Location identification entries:
_ _ _ _
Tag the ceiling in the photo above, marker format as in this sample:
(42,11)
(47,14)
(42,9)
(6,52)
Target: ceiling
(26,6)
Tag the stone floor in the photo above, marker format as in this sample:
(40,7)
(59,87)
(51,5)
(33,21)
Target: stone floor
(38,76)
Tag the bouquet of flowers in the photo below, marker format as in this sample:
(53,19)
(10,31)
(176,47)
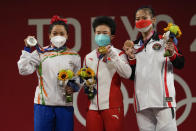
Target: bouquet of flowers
(65,79)
(87,76)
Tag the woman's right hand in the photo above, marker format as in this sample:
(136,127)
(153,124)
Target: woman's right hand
(129,49)
(25,41)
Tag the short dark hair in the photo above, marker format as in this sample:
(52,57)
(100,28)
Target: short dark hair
(58,23)
(105,20)
(147,8)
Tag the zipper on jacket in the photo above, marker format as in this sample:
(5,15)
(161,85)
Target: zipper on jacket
(97,85)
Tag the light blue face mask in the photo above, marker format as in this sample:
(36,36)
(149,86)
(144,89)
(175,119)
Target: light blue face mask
(102,39)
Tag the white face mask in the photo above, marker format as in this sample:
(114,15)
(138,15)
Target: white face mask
(145,29)
(58,41)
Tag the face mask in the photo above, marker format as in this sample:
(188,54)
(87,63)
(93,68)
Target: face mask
(143,25)
(58,41)
(102,39)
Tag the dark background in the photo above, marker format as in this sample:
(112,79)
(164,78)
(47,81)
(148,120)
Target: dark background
(17,92)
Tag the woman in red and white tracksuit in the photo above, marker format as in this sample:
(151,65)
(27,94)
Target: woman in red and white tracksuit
(106,108)
(154,95)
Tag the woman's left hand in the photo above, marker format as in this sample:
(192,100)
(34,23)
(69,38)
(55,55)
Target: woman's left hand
(170,47)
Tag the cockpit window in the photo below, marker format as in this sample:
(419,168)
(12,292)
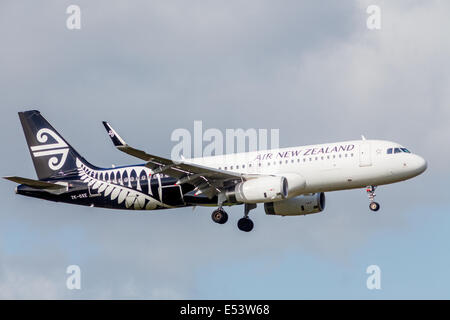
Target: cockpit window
(397,150)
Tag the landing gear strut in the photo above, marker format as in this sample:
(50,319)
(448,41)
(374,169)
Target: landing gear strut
(245,224)
(374,206)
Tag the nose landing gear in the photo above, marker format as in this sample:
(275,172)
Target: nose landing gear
(374,206)
(245,224)
(219,216)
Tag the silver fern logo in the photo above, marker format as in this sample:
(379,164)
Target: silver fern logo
(51,149)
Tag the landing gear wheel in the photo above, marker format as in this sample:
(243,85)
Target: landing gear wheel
(374,206)
(245,224)
(219,216)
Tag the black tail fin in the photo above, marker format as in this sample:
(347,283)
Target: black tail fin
(52,156)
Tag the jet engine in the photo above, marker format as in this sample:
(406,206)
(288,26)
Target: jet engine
(300,205)
(263,189)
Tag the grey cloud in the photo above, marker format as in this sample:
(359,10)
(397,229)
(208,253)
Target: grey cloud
(312,70)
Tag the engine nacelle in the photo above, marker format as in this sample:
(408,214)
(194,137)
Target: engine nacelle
(263,189)
(301,205)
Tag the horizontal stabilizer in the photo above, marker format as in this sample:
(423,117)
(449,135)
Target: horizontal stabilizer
(35,183)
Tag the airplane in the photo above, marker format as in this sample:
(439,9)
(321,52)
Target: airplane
(287,181)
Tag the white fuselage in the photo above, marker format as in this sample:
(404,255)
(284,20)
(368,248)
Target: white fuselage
(327,167)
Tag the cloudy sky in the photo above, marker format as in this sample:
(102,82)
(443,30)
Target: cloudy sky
(311,69)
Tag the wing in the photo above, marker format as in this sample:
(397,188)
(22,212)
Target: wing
(35,183)
(207,180)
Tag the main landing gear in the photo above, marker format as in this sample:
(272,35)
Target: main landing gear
(374,206)
(244,224)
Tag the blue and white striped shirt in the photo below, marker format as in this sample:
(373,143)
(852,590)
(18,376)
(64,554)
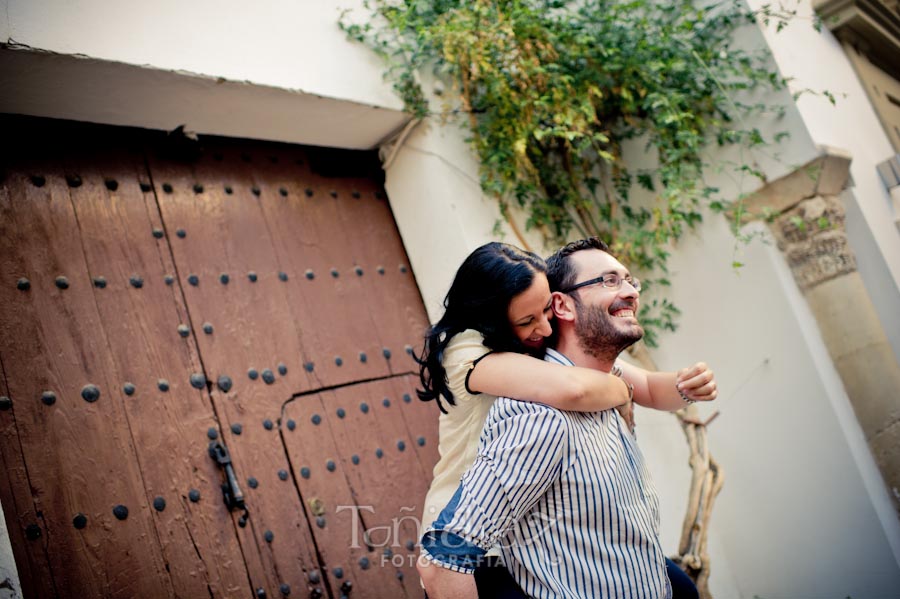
_ _ _ _
» REQUIREMENTS
Switch every "Tag" in the items to "Mark" and write all of them out again with nothing else changed. Omit the pictures.

» SOLUTION FOR THIS TASK
Mark the ceiling in the photo above, marker format as in this sample:
(42,11)
(47,14)
(42,9)
(6,52)
Target: ceiling
(26,6)
Mark the stone floor in the photo above, marker format as in this sample:
(40,7)
(59,87)
(51,5)
(33,21)
Target: stone floor
(38,76)
Mark the bouquet of flowers in the photo below, marker format as in this sample:
(53,19)
(10,31)
(176,47)
Target: bouquet of flowers
(65,79)
(87,76)
Mark the woman's right hand in the photo above, marker format as in this sample:
(136,127)
(153,124)
Target: woman's right hand
(129,49)
(25,41)
Mark the short dark hair in the photo above, marker format as in this sample:
(52,57)
(100,28)
Target: short dark hair
(58,23)
(105,20)
(147,8)
Mark the zipper on jacket in the photo above, marker format as in this sample:
(5,15)
(161,85)
Target: zipper on jacket
(97,85)
Mark the light blue face mask in the photo above, marker format as in this sample:
(36,36)
(149,86)
(144,89)
(175,119)
Target: light blue face mask
(102,39)
Mark the white face mask in the photo above, marker format as in this sample:
(114,15)
(138,15)
Target: white face mask
(145,29)
(58,41)
Mark the face mask in the photo above, marker format as in this sample:
(188,54)
(87,63)
(93,68)
Target: face mask
(143,25)
(58,41)
(102,39)
Mark the dark background in the photo above, marker format as in this sample:
(112,79)
(164,78)
(47,81)
(148,120)
Target: dark background
(17,92)
Mark the woman in red and white tracksuit in the photo above, marker format as in this sample:
(151,65)
(27,94)
Target: woman in red and white tracksuit
(106,108)
(154,95)
Mark the woman's left hand in the photo above, marker format as in this sample:
(192,100)
(34,23)
(69,38)
(55,55)
Target: woman's left hand
(170,47)
Mark the cockpit window in the photo below, marker format as in this sample:
(419,168)
(12,292)
Target: cockpit window
(397,150)
Mark the landing gear strut in the photo above, marker format as in this sample:
(50,319)
(448,41)
(374,169)
Target: landing gear strut
(245,224)
(374,206)
Mark the nose landing gear in the photo above, marker format as in this sample:
(275,172)
Target: nose landing gear
(374,206)
(245,224)
(219,216)
Mark the silver fern logo in the photo above, marker format as in this sample:
(379,164)
Target: silver fern logo
(51,149)
Mark the landing gear wheel in the photo above, marker format as in this sample:
(243,85)
Target: landing gear wheel
(374,206)
(245,224)
(219,216)
Mark the black tail fin in the photo above, marker format as in this sample:
(347,283)
Target: black tail fin
(52,156)
Mark the jet engine in the photo above, marker format as in this sample:
(406,206)
(288,26)
Target: jet engine
(300,205)
(263,189)
Mark the grey cloud in the photo above, marker format as in this sample:
(359,10)
(397,229)
(208,253)
Target: grey cloud
(312,70)
Mark the engine nacelle in the photo above, marker format as in this sample:
(408,214)
(194,137)
Target: engine nacelle
(263,189)
(301,205)
Mark the horizontal stabilizer in the photo above, marker format as in this sample:
(423,117)
(449,135)
Target: horizontal stabilizer
(35,183)
Mark the airplane in the photo above, marker format as in this sample:
(439,9)
(321,52)
Target: airplane
(287,181)
Mark the white fuselage in the photo above, marker format as in this sample:
(404,255)
(284,20)
(368,248)
Target: white fuselage
(327,167)
Mark the cloudy sky in the photo above, marker format as in this sample:
(102,82)
(443,30)
Target: cloudy sky
(311,69)
Mark the wing in the photo above, marker format as in this sample:
(397,188)
(22,212)
Target: wing
(35,183)
(207,180)
Mark the main landing gear in the photo above, marker format as in this sample:
(272,35)
Target: main landing gear
(374,206)
(244,224)
Mark the blue and white striped shirt in the photo below, marker format as in this sample:
(373,143)
(852,590)
(18,376)
(64,554)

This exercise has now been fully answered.